___ Material supplied

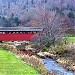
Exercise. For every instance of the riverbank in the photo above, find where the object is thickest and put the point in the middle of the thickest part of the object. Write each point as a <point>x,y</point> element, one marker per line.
<point>33,60</point>
<point>63,55</point>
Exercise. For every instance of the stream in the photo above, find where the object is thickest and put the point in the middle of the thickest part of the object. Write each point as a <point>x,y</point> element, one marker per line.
<point>52,65</point>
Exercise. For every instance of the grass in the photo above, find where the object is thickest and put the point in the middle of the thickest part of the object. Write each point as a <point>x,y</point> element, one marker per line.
<point>11,65</point>
<point>70,39</point>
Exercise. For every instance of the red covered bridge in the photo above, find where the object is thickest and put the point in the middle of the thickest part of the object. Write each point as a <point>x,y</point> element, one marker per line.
<point>18,33</point>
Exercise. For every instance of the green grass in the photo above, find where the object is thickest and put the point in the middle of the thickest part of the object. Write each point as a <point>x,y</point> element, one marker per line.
<point>70,39</point>
<point>11,65</point>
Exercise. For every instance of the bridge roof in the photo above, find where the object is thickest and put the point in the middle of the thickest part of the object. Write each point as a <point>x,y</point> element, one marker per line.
<point>21,29</point>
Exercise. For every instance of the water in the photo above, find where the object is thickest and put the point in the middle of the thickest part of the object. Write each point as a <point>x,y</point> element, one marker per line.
<point>52,65</point>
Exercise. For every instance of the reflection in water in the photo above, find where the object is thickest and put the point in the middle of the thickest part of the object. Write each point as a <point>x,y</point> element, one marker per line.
<point>51,65</point>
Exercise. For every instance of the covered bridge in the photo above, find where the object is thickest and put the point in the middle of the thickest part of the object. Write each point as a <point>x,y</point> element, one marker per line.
<point>18,33</point>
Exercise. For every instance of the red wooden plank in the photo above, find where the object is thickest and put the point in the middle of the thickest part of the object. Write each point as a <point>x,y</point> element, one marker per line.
<point>16,37</point>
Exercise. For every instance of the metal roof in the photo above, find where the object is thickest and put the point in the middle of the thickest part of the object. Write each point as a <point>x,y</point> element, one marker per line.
<point>21,29</point>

______

Omit each picture, then return all of the listing exactly as it stands.

Exercise. For every instance of the riverbank in the photo above, find where the object is thickest and put the point in the middle of the thickest part of the object. Write each point as a <point>x,y</point> element, one marker per line.
<point>33,60</point>
<point>63,55</point>
Exercise. For every instance of the stream in the photo above, find where the object is thickest and put the point in the middle of the thickest part of the object. Write each point as a <point>x,y</point> element, one marker per line.
<point>52,65</point>
Exercise. For every instance of the grass in the photo above, find where the object is thickest and put the point in the middle of the thickest part of the object. Write each point as a <point>x,y</point> element, one marker per line.
<point>11,65</point>
<point>70,39</point>
Exercise. For every instance of the red covered bridge in the photo above, find where the object is thickest and put the point in the middle of the thickest part of the object. Write each point as a <point>x,y</point> element, one marker per line.
<point>18,33</point>
Exercise. For every instance of the green grass in the photo above, find where the object is thickest and put the point in the middle of the thickest part of the object. Write each point as a <point>x,y</point> element, one marker per line.
<point>70,39</point>
<point>11,65</point>
Exercise. For every instance of the bridge roof in the photo above, find where the object is thickest and put the point in the middle of the thickest part of the object. Write each point as a <point>x,y</point> element, one marker per line.
<point>21,29</point>
Exercise. For every instance of the water in the photo above, find where the object is thickest and put the point in the middle of the thickest part of the object. Write each point as a <point>x,y</point> element, one marker per line.
<point>52,65</point>
Exercise. For every instance of the reflection in water in the photo above, find where the object is thickest and put the point in the middle of the thickest part of the object. Write each point as a <point>x,y</point> element, one marker per line.
<point>51,65</point>
Exercise. For every instance of the covered bridge in the photo above, find where the object is thickest and put the point in the middle of the thickest part of the object. Write each point as a <point>x,y</point> element, one marker per line.
<point>18,33</point>
Exercise. For every instance of the red wooden plank in the photo above, find where the object is thickest and put the point in the middle of the thickest part of the object. Write each point as a <point>x,y</point> element, one marker per line.
<point>16,37</point>
Exercise. For every instance of the metal roof in the photo above, find where the object is thickest and put the point in the middle of the thickest part of the object. Write each point as a <point>x,y</point> element, one marker per line.
<point>21,29</point>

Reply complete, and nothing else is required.